Source excerpt:
--------------------
“We cannot step outside life’s songs. This music made us; it is our nature.”
~ David Haskell quoted by Maria Popova
In the opening scene of the movie, “Taps,” Gregory Hines, deep in the silence of night in a prison cell, hears drops of water on metal. The rhythmic plops make a beat that ultimately moves him to begin tap dancing — to the chagrin of surrounding prisoners.
One of my first jobs had me in the photocopying room where we routinely made thousands of copies. The rhythm of the copy machine and the chunking of the paper feeding and exiting got into my blood and it took a while afterward to shake it all off.
Waiting for the light rail the other day, I noticed that as it approached, it had a rhythm that had me swaying in response. As it got closer, the driver and I exchanged glances, and he smiled — weaving his own head in response as he drove by me.
On some hikes, I have found the forest to be quiet with just a whisper of wind in the trees and the occasional chittering of a squirrel or the call of a bird. Inevitably, however, I soon notice I am matching my pace to a quiet rhythm that comes from the surrounding forest.
--------------------
Excerpts of bounding box data:

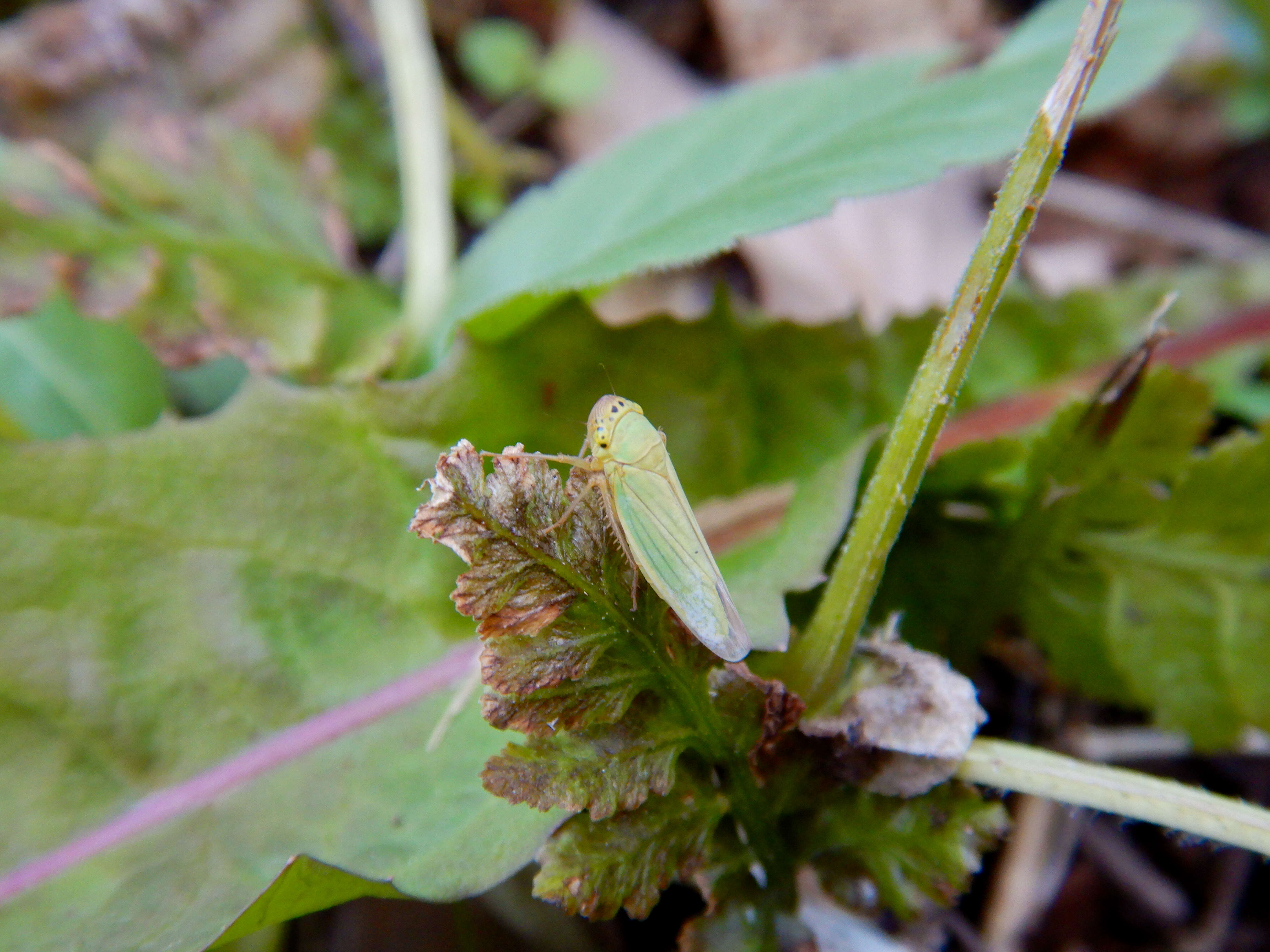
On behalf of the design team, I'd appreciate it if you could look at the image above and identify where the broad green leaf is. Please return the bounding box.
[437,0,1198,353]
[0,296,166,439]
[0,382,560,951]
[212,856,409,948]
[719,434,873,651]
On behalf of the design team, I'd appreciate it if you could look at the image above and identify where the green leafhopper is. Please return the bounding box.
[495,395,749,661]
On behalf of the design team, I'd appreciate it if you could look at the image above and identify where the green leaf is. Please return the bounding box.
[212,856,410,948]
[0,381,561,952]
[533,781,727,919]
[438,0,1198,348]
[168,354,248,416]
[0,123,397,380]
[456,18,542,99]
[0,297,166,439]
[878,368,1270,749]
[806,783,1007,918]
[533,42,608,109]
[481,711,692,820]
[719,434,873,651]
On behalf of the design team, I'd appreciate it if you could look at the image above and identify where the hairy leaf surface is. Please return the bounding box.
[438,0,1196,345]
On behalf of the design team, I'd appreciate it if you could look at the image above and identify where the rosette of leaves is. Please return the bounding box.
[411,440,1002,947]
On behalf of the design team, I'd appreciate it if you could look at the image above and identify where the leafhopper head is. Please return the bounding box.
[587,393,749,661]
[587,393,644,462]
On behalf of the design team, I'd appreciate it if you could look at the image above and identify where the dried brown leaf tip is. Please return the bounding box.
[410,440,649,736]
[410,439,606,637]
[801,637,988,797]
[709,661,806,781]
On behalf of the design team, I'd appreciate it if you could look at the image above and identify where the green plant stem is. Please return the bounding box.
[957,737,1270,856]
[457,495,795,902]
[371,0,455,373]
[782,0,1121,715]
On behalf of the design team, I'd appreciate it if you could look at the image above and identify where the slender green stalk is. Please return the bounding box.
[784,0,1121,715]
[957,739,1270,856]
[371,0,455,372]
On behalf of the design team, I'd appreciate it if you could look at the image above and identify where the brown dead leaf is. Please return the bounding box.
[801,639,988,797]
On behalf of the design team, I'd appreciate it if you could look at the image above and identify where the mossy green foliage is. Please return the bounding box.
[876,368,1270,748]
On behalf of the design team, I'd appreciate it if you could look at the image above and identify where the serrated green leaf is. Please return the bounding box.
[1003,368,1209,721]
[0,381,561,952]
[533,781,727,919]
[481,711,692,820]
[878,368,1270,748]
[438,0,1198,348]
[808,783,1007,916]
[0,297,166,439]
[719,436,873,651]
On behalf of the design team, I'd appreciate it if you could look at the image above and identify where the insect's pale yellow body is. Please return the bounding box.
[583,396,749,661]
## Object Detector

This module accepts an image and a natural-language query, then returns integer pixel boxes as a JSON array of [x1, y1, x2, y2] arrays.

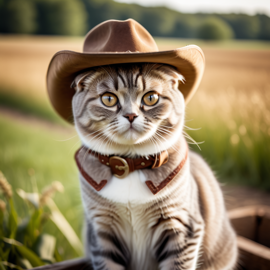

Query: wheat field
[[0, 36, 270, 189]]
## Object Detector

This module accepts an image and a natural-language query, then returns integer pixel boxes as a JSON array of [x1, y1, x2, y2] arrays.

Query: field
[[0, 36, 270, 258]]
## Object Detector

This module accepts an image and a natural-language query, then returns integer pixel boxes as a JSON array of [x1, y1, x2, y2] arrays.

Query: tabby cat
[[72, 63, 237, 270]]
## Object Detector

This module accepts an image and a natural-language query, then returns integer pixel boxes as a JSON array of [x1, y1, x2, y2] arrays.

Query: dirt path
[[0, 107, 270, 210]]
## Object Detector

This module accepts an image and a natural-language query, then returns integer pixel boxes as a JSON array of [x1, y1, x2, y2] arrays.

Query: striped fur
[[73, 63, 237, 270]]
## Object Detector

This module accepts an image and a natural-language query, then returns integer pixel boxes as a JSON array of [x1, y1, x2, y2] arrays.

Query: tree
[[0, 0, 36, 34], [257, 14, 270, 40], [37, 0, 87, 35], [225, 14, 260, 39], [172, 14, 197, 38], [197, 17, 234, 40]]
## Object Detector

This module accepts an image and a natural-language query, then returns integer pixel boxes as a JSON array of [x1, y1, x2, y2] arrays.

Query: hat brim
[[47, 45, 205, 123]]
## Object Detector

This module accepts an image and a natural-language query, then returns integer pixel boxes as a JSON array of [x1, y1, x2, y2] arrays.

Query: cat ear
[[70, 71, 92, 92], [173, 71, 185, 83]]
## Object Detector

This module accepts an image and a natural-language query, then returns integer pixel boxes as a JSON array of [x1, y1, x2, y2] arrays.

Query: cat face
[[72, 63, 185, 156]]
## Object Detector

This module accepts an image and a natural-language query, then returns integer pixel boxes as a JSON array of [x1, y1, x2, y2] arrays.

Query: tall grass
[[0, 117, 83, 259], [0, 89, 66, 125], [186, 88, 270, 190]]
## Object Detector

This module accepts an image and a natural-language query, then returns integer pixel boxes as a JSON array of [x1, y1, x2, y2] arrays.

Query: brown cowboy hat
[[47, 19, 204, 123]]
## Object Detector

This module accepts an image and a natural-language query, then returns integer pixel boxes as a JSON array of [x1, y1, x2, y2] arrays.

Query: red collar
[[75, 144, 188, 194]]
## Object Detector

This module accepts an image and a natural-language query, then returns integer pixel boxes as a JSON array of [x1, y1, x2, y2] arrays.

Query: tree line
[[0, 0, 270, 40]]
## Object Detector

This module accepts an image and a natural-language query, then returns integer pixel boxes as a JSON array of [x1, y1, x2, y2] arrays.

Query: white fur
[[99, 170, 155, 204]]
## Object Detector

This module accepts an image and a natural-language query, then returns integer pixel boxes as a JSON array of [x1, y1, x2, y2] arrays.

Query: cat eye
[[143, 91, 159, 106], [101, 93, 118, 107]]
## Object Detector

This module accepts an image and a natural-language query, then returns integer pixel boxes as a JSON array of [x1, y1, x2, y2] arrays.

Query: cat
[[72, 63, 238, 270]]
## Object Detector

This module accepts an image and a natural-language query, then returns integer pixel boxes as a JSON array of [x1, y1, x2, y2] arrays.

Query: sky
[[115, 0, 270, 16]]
--------------------
Direction 1:
Answer these questions using the essay on rhythm:
(a) In the opening scene of "Taps," what does Gregory Hines hear in his prison cell?
(b) In which room did one of the writer's first jobs take place?
(c) What did the light rail driver do as he drove by?
Direction 2: Reproduce word for word the part of the essay on rhythm from "On some hikes, I" up to and including "the surrounding forest.".

Exercise response 1:
(a) Drops of water on metal.
(b) The photocopying room.
(c) He smiled and wove his own head in response.

Exercise response 2:
On some hikes, I have found the forest to be quiet with just a whisper of wind in the trees and the occasional chittering of a squirrel or the call of a bird. Inevitably, however, I soon notice I am matching my pace to a quiet rhythm that comes from the surrounding forest.